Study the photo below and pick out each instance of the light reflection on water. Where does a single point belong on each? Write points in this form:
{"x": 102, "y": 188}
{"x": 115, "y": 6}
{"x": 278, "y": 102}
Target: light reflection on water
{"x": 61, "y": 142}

> TASK TO COMPLETE: Every line of the listing above is to be set down again without any change.

> PROBLEM SOLUTION:
Study the photo below and pick out each instance of the light reflection on water. Where does a single point belong on each? Write points in this form:
{"x": 102, "y": 188}
{"x": 115, "y": 6}
{"x": 278, "y": 102}
Target: light reflection on water
{"x": 61, "y": 142}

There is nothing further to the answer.